Exercise details
Only a number is wanted: how many lines of the entries include the string "below"?
Content starts
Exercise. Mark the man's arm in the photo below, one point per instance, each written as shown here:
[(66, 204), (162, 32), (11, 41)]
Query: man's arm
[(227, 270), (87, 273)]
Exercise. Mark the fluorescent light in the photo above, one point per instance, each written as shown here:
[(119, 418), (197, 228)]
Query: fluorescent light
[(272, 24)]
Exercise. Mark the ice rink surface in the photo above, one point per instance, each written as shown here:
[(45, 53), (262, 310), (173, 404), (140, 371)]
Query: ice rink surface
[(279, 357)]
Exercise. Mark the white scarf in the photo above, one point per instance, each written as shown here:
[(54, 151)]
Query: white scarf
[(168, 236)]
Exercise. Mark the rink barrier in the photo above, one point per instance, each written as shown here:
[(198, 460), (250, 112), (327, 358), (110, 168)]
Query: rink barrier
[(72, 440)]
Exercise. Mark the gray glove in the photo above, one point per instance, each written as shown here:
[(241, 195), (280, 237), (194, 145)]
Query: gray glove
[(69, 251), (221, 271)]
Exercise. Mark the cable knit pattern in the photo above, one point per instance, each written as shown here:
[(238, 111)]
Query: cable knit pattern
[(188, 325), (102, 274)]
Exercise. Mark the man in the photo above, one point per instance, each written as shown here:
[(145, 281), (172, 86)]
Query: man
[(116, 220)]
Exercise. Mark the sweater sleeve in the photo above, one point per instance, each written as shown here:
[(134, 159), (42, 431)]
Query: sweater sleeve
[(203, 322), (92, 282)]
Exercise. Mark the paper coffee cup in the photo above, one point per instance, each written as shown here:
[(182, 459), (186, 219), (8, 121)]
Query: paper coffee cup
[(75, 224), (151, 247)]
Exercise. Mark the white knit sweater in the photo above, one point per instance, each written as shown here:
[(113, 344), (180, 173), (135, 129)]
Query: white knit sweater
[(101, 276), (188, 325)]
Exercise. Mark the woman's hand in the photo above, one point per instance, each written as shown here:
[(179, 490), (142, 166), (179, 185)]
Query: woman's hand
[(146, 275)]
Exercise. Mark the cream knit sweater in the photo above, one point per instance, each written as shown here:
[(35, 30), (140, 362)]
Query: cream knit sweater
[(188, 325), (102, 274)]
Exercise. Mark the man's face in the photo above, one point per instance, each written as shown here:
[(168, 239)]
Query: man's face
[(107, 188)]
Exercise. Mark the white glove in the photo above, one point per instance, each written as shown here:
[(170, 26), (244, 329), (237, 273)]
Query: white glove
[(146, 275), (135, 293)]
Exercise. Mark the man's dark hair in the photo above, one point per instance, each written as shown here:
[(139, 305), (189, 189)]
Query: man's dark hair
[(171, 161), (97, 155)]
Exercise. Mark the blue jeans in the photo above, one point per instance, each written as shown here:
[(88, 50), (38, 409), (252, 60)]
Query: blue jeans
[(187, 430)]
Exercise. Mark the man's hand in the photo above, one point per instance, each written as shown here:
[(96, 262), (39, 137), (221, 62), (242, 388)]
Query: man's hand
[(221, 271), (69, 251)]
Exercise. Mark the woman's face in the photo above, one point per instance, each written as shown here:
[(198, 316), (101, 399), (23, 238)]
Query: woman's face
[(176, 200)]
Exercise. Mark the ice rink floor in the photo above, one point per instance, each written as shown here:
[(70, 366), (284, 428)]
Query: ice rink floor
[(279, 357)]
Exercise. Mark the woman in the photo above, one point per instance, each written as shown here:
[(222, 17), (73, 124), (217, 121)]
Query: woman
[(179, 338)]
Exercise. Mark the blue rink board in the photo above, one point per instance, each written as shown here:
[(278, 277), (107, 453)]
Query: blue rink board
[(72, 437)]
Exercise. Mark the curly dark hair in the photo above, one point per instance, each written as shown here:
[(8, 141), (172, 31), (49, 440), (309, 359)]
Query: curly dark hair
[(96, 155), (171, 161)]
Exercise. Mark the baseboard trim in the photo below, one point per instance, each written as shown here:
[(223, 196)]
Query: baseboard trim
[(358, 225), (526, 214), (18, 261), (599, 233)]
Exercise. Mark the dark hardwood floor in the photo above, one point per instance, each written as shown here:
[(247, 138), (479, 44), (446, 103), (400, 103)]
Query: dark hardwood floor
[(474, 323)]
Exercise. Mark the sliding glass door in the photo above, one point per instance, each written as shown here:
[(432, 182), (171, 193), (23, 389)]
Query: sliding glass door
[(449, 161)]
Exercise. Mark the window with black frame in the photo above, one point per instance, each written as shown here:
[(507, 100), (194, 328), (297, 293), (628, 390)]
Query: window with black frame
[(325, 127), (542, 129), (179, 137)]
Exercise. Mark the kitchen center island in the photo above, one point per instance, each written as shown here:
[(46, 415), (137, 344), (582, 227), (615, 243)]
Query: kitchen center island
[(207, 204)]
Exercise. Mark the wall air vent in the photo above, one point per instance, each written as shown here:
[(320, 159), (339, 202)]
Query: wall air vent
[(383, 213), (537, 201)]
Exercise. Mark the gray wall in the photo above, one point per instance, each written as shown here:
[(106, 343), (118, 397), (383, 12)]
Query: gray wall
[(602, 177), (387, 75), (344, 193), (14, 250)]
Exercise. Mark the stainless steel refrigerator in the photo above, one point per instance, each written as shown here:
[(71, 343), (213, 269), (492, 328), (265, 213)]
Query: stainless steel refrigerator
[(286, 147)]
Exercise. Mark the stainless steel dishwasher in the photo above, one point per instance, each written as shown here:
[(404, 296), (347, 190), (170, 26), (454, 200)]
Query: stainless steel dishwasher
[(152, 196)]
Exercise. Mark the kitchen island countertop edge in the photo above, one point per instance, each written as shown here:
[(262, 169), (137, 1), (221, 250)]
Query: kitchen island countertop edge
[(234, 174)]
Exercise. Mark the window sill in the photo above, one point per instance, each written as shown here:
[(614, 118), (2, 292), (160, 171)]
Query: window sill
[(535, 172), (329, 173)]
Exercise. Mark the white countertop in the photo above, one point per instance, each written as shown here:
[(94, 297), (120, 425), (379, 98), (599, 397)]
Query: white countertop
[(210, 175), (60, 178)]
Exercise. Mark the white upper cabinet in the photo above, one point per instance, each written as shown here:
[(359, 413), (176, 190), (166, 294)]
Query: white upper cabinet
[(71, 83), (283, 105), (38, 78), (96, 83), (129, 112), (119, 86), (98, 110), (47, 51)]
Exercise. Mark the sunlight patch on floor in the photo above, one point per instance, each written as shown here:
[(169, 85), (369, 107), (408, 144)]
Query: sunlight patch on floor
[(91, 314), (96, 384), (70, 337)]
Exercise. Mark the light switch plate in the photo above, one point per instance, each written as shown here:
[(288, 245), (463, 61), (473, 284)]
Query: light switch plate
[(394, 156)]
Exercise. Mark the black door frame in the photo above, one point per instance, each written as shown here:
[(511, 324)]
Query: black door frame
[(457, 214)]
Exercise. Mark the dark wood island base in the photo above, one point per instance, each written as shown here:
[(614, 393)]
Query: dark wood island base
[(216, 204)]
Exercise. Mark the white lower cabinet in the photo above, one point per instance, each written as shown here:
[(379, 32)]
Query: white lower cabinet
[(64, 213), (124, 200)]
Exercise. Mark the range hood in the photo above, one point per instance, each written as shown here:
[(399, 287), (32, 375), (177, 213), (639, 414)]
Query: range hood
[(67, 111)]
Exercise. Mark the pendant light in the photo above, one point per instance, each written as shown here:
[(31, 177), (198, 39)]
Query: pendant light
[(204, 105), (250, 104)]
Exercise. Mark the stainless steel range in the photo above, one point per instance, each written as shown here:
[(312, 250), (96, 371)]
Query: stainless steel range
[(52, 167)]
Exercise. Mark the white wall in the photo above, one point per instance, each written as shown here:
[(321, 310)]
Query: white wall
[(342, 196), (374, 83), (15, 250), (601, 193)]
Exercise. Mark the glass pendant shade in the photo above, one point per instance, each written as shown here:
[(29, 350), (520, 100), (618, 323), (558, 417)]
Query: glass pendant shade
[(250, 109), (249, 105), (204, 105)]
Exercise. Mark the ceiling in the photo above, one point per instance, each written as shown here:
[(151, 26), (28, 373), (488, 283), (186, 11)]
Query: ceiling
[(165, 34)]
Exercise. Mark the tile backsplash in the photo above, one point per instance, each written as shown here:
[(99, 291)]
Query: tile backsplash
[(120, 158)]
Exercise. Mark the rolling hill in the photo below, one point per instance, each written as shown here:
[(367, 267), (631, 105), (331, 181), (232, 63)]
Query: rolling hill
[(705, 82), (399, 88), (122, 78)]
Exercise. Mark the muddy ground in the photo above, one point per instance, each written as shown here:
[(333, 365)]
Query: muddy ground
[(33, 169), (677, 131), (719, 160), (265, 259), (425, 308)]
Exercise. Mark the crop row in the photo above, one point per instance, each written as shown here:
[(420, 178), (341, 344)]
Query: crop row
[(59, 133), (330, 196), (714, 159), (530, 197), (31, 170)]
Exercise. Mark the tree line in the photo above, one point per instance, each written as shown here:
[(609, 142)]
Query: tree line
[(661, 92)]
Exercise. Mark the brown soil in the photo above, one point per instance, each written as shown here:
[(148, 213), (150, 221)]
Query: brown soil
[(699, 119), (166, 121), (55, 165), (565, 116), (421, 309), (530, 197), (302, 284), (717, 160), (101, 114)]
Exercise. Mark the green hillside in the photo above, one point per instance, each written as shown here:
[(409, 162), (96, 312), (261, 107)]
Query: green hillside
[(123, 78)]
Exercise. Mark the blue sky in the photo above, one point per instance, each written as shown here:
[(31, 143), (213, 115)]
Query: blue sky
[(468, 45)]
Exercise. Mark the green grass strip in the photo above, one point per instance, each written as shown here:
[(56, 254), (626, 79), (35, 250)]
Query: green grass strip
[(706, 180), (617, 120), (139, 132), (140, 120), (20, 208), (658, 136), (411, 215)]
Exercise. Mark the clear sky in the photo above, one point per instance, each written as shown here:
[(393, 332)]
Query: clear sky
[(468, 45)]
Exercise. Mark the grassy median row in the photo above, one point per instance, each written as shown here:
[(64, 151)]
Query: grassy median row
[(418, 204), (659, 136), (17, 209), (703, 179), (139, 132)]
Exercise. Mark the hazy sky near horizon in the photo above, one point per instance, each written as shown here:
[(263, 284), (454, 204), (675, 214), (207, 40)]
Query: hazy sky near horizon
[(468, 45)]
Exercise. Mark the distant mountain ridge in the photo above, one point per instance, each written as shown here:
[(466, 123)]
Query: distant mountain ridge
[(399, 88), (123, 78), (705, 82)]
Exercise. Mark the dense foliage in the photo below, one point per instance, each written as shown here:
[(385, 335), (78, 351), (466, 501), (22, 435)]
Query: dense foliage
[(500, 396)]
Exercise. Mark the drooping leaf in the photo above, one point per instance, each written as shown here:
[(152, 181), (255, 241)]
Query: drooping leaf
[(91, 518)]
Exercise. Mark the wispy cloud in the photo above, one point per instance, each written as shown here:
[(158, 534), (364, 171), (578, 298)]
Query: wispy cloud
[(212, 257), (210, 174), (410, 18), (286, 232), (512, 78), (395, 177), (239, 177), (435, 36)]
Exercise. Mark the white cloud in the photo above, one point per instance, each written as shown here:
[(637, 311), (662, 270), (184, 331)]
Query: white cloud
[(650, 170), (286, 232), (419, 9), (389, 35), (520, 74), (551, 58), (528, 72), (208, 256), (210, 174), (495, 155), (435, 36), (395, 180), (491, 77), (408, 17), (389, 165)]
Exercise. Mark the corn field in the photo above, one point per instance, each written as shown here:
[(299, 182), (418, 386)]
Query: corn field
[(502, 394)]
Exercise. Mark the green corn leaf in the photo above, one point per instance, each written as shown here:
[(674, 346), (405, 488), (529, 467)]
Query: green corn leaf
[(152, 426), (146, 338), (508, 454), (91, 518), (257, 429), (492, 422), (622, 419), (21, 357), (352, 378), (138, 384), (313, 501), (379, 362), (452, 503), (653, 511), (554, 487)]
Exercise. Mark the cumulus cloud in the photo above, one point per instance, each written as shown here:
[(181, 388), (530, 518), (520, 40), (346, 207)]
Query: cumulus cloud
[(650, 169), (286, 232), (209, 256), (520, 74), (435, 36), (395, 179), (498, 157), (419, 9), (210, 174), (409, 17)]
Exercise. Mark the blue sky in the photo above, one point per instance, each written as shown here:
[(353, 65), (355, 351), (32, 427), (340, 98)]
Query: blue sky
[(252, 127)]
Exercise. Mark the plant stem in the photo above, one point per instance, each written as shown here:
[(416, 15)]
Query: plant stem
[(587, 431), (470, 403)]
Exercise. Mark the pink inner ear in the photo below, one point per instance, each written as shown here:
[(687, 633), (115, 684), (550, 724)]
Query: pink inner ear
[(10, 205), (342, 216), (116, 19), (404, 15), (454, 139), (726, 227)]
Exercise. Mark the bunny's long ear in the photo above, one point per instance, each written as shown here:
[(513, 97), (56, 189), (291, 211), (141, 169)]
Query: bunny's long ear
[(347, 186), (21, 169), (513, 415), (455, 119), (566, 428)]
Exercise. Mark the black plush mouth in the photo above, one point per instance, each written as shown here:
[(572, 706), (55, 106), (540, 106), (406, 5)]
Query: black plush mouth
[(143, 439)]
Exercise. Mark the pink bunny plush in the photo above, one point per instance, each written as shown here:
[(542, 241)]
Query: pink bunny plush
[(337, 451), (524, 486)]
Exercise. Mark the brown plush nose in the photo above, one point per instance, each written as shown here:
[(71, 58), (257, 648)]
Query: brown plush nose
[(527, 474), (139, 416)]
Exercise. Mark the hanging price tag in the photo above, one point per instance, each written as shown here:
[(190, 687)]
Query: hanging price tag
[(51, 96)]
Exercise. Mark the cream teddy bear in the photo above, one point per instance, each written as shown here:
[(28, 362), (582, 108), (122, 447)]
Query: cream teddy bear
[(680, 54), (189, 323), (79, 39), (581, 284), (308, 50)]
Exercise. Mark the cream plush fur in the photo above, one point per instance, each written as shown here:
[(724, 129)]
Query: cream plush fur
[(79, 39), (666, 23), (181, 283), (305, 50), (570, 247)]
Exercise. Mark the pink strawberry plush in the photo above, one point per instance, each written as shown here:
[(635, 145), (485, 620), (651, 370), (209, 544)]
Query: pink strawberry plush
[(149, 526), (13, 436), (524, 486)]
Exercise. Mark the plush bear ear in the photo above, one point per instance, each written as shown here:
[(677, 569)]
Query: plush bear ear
Content ends
Output
5